* Data provided
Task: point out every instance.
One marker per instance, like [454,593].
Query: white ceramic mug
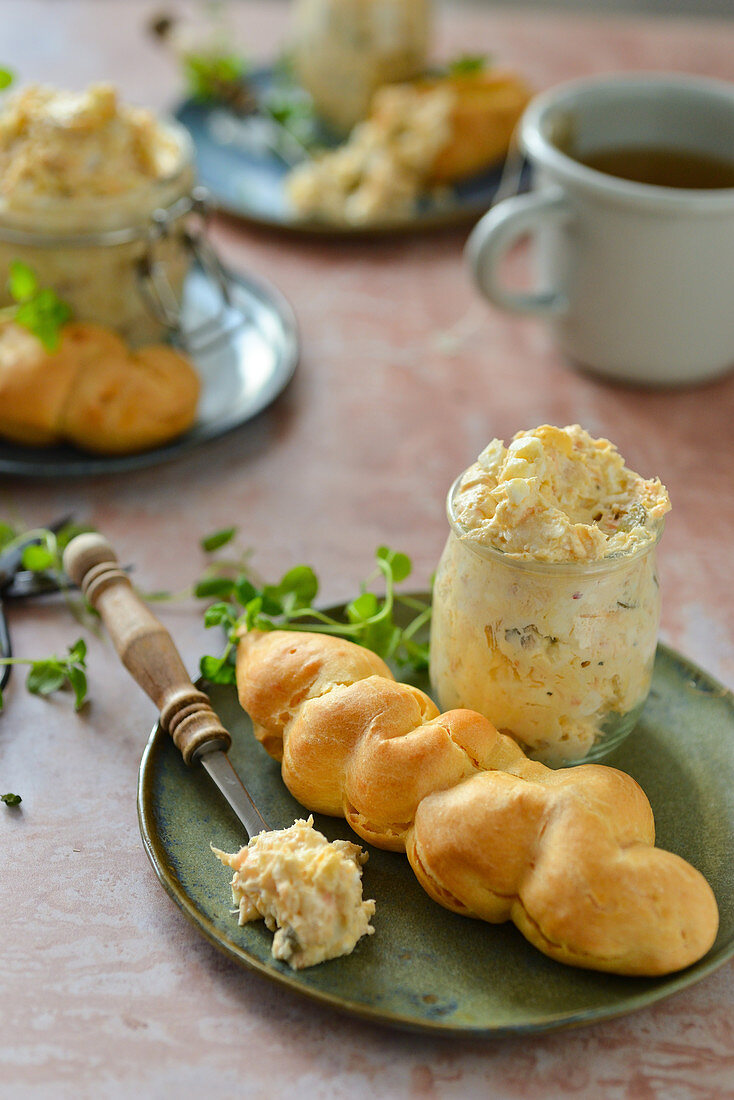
[637,281]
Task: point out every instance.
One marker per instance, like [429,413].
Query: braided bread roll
[568,855]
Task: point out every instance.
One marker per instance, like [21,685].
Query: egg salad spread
[379,173]
[546,603]
[81,176]
[78,144]
[307,890]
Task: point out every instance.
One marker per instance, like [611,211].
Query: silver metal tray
[245,355]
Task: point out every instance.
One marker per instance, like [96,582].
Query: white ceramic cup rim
[537,146]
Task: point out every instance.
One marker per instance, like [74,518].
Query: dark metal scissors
[19,583]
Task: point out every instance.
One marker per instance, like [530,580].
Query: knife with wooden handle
[150,656]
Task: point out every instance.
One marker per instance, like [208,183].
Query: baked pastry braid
[568,855]
[94,391]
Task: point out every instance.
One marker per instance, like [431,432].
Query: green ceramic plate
[426,968]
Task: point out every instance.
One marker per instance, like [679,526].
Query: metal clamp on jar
[121,261]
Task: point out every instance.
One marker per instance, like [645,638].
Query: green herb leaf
[468,64]
[244,590]
[78,680]
[45,677]
[78,652]
[218,539]
[44,316]
[363,607]
[211,76]
[37,558]
[22,282]
[220,614]
[400,563]
[214,586]
[217,670]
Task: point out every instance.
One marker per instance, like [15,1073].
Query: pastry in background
[94,392]
[418,135]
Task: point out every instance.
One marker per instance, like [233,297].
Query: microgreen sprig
[51,673]
[39,309]
[288,605]
[43,556]
[468,64]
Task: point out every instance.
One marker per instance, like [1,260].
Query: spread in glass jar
[344,50]
[546,602]
[80,177]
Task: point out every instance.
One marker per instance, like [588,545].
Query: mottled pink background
[105,988]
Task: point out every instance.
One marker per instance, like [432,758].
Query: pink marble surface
[405,375]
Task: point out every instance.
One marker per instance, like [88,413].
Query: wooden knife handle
[145,647]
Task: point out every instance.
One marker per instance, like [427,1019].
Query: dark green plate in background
[426,968]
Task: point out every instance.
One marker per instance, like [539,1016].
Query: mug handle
[497,231]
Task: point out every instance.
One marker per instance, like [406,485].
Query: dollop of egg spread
[85,144]
[557,494]
[307,890]
[380,172]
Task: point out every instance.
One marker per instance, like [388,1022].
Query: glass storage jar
[117,261]
[558,655]
[344,50]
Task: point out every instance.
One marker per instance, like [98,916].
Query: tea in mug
[663,167]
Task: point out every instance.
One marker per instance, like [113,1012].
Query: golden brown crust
[485,111]
[94,391]
[567,855]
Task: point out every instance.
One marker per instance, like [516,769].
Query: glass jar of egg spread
[92,197]
[344,50]
[546,601]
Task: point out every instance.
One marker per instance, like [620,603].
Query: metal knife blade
[227,780]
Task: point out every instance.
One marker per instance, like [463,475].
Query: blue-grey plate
[426,968]
[242,371]
[247,179]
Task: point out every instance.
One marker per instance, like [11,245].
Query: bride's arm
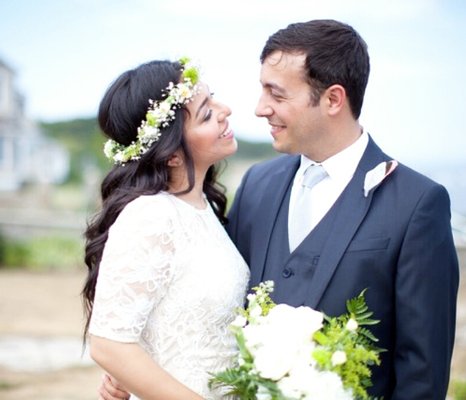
[137,372]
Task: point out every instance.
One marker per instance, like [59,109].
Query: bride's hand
[110,389]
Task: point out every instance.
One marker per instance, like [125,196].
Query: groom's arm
[426,291]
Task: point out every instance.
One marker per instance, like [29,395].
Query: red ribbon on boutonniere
[375,176]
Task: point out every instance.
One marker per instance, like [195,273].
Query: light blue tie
[300,219]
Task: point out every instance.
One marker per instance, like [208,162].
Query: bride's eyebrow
[204,102]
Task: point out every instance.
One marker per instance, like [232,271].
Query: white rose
[239,321]
[263,393]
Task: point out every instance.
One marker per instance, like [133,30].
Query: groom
[390,234]
[374,223]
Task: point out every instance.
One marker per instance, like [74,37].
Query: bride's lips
[227,133]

* Assignment
Could you copy exactly the line containing "Query: bride's eyebrow" and each line after it through the end of the records, and nothing else?

* Output for this exercise
Query: bride's eyebrow
[204,102]
Task: point out every instance.
One marker per instance, like [232,271].
Query: white rose
[239,321]
[263,393]
Task: point out every instance.
One marker per instance, like [133,30].
Query: groom
[390,234]
[374,223]
Task: point out every instance.
One marker per instance, like [74,37].
Query: bride's lips
[227,133]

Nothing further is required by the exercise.